#### Tarefas propostas:
1/ Responda a estas perguntas com base no texto sobre a entrevista de Meghan Markle:
(a) Que revista tem o rosto de Meghan Markle na nova capa?
(b) Que jornalista conduziu a entrevista?
(c) Como se chamam os dois filhos dos duques de Sussex?
2/ Por favor, reproduza sem alterações o trecho do texto sobre a entrevista de Meghan Markle que começa com as palavras que contêm "O resultado são" e termina em "Markle, em 2022.".

--- Texto extraído ---

O resultado são quase 38 mil caracteres. O rosto de Meghan Markle é a nova capa da revista The Cut e as suas ideias, considerações e pedaços de memória dos tempos como membro sénior da família real britânica são o grande destaque da edição de outono da publicação americana, parte da New Yorker — e que inclui ainda uma grande produção fotográfica com a antiga atriz. A jornalista a guiar a entrevista foi Allison P. Davis, que, teve a oportunidade de entrar na mansão de Montecito, no sul da Califórnia, onde os duques de Sussex vivem com os dois filhos, Archie e Lilibet, e, assim, observar este seu novo mundo. Entre o efeito dos tabloides, a permanência da responsabilidade que vem com um estatuto que já não é seu e a capacidade de perdoar, reunimos os seis pontos principais daquela que é a primeira grande entrevista em nome próprio de Meghan Markle, em 2022.

--- Listagem fornecida ---

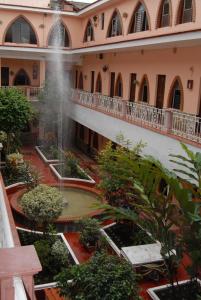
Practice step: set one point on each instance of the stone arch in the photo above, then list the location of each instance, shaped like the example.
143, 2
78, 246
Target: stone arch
67, 37
144, 93
179, 14
132, 20
119, 31
159, 14
8, 32
21, 78
119, 86
81, 82
178, 102
89, 32
99, 83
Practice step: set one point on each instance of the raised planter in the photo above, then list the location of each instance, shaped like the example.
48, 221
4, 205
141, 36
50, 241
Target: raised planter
44, 158
161, 292
88, 181
70, 251
138, 255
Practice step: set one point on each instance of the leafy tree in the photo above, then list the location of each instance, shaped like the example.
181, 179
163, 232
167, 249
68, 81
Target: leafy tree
104, 277
118, 170
188, 169
42, 205
15, 112
155, 211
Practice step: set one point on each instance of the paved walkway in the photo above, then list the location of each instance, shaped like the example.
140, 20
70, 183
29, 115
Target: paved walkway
73, 237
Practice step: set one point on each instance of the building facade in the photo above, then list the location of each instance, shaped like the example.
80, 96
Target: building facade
135, 66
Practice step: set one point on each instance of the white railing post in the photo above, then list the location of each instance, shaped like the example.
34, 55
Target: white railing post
168, 120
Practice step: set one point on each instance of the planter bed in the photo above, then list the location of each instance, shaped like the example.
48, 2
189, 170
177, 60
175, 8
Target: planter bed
28, 237
186, 290
137, 247
82, 177
46, 157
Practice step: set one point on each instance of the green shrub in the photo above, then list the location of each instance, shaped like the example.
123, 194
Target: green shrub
104, 277
43, 204
90, 232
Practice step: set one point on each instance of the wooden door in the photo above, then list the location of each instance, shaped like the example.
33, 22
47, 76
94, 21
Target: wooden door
4, 76
112, 84
132, 87
92, 81
160, 91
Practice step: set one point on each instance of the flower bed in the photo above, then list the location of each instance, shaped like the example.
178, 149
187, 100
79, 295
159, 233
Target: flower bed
48, 249
49, 156
122, 235
81, 176
185, 290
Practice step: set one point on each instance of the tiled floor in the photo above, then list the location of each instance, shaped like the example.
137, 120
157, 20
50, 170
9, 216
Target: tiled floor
73, 237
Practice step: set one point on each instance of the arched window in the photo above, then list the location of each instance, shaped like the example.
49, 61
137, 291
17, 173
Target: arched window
21, 78
164, 14
144, 90
176, 100
20, 32
185, 12
99, 84
139, 21
115, 27
89, 32
119, 86
59, 36
80, 83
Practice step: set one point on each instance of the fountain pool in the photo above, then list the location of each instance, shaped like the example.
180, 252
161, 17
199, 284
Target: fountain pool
79, 202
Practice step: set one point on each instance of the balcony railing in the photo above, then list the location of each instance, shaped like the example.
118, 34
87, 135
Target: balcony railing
171, 121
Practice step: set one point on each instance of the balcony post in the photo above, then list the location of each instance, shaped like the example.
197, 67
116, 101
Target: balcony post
168, 120
0, 71
124, 109
42, 72
27, 91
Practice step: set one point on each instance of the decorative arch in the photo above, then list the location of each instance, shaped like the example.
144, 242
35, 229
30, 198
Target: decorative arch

---

#### Em resposta:
1/
(a) The Cut.
(b) Allison P. Davis.
(c) Archie e Lilibet.

2/
O resultado são quase 38 mil caracteres. O rosto de Meghan Markle é a nova capa da revista The Cut e as suas ideias, considerações e pedaços de memória dos tempos como membro sénior da família real britânica são o grande destaque da edição de outono da publicação americana, parte da New Yorker — e que inclui ainda uma grande produção fotográfica com a antiga atriz. A jornalista a guiar a entrevista foi Allison P. Davis, que, teve a oportunidade de entrar na mansão de Montecito, no sul da Califórnia, onde os duques de Sussex vivem com os dois filhos, Archie e Lilibet, e, assim, observar este seu novo mundo. Entre o efeito dos tabloides, a permanência da responsabilidade que vem com um estatuto que já não é seu e a capacidade de perdoar, reunimos os seis pontos principais daquela que é a primeira grande entrevista em nome próprio de Meghan Markle, em 2022.